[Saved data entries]
= Beginning of Section =

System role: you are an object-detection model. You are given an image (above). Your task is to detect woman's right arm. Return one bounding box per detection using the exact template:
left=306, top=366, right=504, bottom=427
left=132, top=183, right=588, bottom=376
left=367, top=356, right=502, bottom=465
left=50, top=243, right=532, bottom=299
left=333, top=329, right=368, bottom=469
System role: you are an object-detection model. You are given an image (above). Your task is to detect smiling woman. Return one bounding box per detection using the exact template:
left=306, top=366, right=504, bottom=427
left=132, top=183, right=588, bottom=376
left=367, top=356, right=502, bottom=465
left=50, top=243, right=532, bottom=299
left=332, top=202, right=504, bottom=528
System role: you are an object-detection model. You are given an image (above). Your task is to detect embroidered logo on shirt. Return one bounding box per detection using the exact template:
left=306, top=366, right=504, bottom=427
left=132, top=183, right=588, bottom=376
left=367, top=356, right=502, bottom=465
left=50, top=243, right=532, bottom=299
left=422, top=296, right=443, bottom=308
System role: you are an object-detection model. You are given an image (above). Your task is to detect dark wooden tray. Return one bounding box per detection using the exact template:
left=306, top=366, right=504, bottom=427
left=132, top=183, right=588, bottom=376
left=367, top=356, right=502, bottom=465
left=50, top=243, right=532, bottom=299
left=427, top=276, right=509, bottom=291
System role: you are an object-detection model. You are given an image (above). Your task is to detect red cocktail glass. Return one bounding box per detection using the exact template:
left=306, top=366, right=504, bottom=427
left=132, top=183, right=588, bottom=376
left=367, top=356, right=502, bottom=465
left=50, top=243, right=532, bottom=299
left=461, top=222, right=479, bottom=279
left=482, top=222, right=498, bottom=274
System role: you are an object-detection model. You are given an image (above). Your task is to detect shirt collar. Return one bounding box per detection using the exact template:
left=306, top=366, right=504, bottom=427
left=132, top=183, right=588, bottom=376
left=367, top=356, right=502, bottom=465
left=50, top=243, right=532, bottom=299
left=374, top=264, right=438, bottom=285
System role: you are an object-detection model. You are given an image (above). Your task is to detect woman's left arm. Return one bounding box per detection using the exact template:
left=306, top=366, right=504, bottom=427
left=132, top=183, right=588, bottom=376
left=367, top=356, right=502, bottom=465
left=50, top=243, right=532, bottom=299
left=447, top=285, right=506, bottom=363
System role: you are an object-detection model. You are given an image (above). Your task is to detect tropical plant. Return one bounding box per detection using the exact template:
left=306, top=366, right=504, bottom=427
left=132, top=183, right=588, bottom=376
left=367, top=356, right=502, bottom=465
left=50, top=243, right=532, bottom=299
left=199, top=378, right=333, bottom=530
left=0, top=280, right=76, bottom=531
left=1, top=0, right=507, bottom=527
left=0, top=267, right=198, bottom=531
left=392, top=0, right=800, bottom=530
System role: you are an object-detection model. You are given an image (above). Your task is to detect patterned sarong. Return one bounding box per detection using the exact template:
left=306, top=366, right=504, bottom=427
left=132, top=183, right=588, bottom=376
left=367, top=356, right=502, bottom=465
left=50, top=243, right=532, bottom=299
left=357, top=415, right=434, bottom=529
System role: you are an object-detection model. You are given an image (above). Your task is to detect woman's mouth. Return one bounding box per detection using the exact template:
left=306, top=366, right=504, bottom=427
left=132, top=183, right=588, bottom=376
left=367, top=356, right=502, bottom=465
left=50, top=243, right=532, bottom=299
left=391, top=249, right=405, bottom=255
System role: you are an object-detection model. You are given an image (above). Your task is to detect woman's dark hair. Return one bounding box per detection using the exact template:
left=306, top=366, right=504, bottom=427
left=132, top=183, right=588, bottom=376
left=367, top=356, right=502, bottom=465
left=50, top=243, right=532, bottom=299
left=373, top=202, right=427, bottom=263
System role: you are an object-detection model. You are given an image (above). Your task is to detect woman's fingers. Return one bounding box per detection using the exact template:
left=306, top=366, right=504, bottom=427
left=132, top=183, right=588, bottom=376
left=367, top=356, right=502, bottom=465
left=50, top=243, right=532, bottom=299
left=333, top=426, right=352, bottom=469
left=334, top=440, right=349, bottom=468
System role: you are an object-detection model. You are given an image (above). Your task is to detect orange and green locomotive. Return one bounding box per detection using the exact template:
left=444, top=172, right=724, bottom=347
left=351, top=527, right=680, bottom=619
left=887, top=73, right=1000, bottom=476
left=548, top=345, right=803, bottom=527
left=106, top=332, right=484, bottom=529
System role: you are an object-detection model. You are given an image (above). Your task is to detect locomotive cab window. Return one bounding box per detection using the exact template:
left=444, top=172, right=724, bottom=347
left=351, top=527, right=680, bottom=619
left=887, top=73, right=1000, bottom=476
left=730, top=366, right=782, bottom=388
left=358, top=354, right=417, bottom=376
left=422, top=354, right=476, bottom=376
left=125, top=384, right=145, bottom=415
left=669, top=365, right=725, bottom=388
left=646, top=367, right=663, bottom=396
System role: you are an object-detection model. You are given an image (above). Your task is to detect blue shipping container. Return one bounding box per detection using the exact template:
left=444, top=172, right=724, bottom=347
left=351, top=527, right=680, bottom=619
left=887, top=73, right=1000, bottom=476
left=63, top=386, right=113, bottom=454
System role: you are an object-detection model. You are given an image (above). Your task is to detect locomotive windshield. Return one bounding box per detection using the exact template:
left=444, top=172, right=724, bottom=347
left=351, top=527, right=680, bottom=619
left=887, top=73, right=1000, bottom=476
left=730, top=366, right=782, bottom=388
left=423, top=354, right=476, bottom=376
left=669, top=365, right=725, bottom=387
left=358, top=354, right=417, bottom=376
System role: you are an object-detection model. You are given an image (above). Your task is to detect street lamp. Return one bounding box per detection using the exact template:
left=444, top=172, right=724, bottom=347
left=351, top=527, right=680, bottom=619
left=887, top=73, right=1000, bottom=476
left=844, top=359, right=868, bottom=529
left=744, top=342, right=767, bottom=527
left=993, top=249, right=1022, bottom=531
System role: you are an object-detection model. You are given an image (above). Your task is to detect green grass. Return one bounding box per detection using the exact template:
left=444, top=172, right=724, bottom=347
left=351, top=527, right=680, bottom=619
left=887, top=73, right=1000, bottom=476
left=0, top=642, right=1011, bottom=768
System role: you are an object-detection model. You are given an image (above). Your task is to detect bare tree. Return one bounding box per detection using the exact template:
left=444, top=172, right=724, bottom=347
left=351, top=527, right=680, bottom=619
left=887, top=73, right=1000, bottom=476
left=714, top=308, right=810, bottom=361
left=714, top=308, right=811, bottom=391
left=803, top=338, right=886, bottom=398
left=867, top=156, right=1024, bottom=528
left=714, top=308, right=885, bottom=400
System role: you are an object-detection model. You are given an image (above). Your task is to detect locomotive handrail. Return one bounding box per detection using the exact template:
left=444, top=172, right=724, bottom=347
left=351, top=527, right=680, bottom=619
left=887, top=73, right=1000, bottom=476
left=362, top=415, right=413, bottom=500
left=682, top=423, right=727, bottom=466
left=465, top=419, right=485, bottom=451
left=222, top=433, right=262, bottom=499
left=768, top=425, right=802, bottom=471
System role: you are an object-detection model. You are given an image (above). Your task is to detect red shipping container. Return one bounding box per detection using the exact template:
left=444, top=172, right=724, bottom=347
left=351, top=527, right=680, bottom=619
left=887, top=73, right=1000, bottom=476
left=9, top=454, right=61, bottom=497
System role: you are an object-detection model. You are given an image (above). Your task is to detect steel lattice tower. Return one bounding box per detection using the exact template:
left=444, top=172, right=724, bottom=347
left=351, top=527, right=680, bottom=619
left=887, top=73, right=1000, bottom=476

= End of Section =

§ **EXERCISE DIRECTIONS**
Could you work out how many lines of the data above contain the word "locomotive"? Give only the number.

§ **EXERCISE RESULT**
4